_Task brief_: Copy every line of the following data that includes the string "sign".

_Referring expression pointing data_:
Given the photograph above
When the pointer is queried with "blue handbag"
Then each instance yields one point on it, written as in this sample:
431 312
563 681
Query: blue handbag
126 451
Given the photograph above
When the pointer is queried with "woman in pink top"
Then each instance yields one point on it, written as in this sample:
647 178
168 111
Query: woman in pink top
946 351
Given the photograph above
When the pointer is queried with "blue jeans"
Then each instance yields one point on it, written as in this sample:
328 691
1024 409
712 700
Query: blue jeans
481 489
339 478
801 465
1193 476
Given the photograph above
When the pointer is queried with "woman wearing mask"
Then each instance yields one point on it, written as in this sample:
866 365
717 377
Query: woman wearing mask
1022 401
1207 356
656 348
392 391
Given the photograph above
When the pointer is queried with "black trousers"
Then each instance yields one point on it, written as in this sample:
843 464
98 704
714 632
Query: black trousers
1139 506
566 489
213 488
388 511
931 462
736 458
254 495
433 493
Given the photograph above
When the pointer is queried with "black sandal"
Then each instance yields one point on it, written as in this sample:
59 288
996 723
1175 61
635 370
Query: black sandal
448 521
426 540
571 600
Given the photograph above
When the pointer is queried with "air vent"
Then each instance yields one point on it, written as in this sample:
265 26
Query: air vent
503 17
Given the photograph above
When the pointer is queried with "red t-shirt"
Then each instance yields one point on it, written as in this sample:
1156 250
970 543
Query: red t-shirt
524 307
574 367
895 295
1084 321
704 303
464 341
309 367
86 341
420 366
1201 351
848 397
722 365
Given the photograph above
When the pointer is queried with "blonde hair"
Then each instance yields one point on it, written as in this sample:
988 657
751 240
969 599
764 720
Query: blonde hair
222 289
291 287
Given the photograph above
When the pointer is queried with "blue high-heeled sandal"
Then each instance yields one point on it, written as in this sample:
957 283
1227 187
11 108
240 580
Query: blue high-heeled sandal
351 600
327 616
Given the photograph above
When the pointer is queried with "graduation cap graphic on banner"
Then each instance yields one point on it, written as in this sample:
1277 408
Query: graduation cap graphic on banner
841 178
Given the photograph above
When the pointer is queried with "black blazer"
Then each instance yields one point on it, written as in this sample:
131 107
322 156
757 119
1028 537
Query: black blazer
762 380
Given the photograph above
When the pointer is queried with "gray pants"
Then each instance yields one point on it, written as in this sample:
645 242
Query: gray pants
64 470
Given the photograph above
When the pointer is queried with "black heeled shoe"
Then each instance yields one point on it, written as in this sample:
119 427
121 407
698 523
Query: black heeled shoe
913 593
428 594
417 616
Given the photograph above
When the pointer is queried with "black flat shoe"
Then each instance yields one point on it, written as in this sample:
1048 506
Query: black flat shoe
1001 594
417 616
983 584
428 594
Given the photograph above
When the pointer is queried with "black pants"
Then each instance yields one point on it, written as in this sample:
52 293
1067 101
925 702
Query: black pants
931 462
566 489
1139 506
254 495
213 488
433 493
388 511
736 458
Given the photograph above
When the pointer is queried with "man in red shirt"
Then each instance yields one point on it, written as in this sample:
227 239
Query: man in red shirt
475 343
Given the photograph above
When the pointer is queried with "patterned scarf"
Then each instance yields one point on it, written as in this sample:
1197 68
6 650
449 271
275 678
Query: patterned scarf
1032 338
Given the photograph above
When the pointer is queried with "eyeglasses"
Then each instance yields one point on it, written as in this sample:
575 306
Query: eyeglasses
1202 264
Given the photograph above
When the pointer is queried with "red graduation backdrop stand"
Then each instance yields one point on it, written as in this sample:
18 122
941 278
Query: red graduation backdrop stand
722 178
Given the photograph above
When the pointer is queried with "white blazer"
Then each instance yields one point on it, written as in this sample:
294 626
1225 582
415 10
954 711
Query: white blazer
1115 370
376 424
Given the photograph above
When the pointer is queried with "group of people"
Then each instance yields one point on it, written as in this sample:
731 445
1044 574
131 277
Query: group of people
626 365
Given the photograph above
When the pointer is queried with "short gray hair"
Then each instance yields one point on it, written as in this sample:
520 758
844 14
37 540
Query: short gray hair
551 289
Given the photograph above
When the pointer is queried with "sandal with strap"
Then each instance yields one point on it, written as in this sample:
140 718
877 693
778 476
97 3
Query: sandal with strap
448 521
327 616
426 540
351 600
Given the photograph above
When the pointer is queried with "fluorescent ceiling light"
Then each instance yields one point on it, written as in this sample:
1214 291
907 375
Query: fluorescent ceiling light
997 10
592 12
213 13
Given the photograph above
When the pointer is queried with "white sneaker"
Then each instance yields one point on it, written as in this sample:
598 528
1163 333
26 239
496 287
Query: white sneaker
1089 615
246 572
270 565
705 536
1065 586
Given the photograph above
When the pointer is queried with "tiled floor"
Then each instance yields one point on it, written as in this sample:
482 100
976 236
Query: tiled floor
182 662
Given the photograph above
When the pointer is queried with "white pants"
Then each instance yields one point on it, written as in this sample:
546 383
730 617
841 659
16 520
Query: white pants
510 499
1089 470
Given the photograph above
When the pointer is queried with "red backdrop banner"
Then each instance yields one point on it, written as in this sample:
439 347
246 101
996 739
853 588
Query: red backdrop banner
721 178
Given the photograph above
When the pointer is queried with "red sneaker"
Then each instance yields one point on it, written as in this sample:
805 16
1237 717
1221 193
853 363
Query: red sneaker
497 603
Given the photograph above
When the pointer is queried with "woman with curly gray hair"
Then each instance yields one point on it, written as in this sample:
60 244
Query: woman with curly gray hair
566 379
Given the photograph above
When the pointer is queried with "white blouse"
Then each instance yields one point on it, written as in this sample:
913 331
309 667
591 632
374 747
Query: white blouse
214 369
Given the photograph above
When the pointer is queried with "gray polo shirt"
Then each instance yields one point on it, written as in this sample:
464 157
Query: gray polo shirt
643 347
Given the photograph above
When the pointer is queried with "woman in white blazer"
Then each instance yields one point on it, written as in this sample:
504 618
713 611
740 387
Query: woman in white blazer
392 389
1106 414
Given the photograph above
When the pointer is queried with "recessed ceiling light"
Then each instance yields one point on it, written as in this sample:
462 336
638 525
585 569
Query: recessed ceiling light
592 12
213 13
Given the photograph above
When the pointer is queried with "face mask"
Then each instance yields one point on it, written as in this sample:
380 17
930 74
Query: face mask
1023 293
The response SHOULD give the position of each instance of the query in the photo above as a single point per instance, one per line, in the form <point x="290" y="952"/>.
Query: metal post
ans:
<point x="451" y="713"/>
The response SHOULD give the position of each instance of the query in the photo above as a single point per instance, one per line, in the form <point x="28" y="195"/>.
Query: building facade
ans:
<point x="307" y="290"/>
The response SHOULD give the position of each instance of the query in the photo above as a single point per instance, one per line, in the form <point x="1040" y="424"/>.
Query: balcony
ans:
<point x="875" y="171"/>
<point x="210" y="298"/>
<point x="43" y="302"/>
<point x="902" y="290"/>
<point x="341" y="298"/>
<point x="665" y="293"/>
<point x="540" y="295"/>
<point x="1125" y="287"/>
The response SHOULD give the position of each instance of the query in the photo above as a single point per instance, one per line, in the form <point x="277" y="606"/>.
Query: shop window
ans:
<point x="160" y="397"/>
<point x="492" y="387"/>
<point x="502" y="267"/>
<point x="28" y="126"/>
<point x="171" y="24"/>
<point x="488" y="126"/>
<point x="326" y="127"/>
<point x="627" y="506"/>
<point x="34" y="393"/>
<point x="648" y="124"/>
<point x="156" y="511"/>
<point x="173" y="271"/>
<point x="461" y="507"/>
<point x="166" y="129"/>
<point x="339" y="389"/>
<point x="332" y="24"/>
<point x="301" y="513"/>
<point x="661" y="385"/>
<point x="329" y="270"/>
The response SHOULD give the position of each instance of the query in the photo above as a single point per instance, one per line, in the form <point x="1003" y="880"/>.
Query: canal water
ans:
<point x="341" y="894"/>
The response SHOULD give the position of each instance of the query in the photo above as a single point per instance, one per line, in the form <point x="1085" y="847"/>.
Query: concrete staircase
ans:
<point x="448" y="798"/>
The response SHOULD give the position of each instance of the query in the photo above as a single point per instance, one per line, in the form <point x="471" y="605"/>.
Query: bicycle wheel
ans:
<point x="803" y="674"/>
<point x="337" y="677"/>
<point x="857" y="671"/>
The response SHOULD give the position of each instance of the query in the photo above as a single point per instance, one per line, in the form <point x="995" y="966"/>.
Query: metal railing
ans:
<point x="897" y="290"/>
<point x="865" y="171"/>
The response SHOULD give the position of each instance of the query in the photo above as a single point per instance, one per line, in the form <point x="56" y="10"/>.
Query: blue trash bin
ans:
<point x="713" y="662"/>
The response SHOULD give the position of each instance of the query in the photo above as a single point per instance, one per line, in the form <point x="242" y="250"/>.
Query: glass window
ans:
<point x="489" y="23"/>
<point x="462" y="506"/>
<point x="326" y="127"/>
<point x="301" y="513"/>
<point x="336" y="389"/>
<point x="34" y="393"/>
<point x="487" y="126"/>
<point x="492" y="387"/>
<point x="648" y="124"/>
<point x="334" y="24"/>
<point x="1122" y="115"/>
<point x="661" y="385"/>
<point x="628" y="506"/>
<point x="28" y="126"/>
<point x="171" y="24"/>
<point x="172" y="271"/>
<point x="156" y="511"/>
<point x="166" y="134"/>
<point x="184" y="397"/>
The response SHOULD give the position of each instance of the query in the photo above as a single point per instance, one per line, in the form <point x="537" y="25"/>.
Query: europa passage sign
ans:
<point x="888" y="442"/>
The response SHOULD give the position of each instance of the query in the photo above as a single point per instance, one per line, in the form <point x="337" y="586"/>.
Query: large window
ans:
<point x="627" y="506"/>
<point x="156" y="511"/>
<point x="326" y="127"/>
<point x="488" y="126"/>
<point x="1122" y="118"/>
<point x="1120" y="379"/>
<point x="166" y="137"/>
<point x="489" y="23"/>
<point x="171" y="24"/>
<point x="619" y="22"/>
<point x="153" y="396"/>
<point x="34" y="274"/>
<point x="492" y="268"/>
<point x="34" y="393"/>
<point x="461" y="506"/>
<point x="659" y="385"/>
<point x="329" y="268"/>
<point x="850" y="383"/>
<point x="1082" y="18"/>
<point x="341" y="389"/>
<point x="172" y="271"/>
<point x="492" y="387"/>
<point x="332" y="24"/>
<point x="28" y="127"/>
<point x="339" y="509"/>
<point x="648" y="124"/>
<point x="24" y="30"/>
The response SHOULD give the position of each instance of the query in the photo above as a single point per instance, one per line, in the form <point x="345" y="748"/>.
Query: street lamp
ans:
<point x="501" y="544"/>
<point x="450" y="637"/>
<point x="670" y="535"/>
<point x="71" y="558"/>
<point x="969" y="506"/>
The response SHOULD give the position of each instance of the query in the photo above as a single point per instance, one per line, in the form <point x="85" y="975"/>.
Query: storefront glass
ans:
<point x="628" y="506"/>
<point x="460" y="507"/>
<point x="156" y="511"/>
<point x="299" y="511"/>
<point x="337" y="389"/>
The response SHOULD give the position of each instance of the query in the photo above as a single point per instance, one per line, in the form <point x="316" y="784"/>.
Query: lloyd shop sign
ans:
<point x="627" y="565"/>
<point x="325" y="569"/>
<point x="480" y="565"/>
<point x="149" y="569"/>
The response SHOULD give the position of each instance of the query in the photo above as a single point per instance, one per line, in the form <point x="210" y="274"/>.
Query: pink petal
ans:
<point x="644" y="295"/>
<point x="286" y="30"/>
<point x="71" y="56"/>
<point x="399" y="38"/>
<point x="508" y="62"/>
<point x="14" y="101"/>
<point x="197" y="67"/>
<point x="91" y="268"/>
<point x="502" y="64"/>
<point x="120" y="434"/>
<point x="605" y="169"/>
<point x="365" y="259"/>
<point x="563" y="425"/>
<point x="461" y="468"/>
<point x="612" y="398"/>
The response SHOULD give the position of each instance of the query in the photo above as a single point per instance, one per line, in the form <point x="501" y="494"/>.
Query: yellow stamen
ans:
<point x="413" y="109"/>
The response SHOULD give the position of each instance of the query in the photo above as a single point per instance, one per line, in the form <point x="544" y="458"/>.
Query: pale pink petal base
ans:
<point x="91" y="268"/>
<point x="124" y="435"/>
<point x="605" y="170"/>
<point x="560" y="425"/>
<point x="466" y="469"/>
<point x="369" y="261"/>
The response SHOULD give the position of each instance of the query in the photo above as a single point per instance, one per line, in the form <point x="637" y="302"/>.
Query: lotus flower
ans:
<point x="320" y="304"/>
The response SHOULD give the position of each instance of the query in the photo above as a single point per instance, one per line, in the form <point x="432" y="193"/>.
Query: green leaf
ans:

_Expected answer_:
Query: europa passage sign
Query: lloyd shop sign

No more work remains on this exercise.